═════ Information given
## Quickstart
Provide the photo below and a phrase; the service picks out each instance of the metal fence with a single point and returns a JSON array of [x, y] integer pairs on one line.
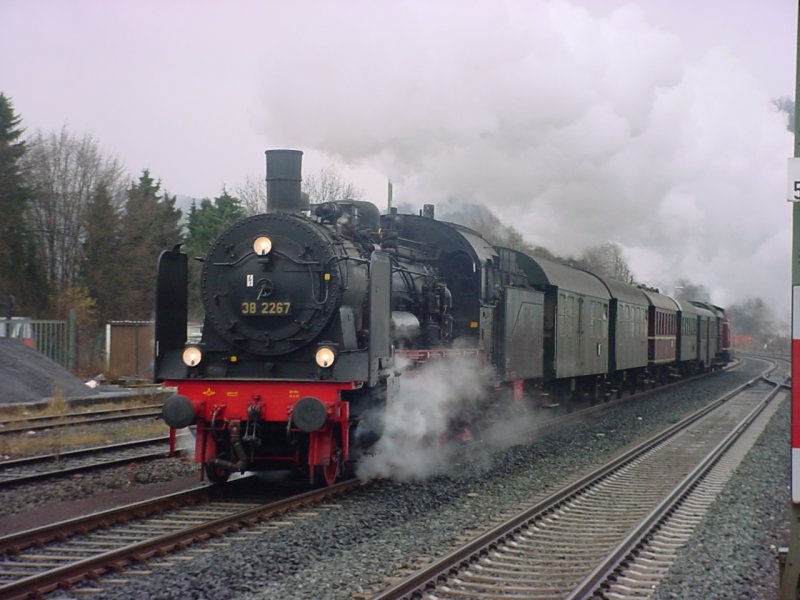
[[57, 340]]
══════════
═════ Information given
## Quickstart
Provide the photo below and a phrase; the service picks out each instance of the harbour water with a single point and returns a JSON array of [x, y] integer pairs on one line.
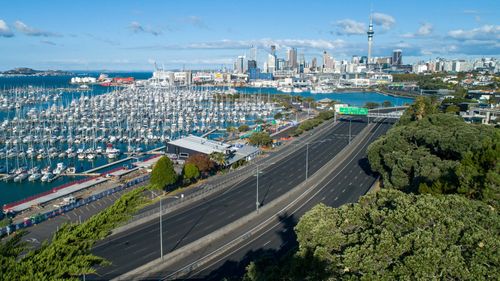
══════════
═════ Information given
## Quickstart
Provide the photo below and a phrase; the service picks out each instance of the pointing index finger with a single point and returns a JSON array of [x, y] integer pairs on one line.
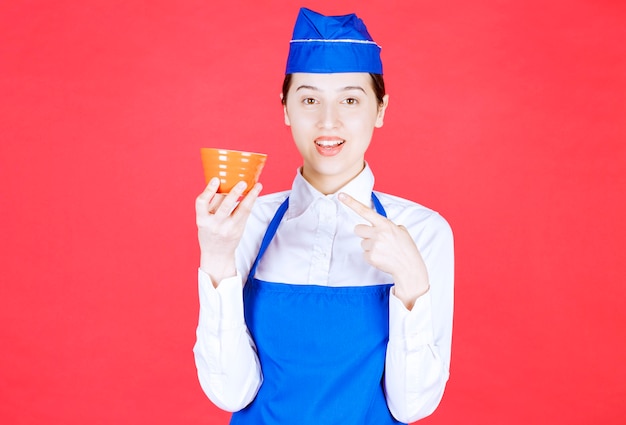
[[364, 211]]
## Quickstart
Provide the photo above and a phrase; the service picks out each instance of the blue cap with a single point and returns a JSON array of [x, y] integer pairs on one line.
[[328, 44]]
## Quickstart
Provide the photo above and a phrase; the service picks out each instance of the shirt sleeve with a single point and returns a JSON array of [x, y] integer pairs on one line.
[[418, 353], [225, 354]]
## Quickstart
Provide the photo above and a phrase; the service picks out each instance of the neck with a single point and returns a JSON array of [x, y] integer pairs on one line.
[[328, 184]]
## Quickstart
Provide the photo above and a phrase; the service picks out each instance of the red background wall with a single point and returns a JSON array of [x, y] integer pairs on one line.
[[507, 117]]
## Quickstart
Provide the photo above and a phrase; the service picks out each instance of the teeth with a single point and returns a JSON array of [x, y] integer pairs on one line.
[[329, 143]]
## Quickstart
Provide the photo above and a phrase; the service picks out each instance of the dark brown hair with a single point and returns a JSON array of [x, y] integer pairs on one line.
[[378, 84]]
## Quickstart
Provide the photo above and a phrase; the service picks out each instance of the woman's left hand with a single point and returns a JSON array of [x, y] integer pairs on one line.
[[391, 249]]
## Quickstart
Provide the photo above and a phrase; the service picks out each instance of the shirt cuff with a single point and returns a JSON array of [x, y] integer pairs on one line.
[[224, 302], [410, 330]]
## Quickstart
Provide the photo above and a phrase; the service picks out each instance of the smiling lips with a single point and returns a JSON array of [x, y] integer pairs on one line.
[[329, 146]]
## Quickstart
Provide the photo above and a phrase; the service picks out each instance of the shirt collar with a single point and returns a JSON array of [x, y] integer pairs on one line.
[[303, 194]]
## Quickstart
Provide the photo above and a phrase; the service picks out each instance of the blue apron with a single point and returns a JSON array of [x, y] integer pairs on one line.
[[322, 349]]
══════════
### What is being asked
Identify every line in the records above that contains the word "blue" and copy each of those lines in full.

### Answer below
Provide the photo above and a phrase; the service picks out each instance of the blue cap with a single point and returns a JSON array of [x, y] integer pairs on one line.
Provide the photo above and a phrase; the service picks out each instance of the blue apron with a single point and returns a JSON array of [x, y] integer pairs on one line.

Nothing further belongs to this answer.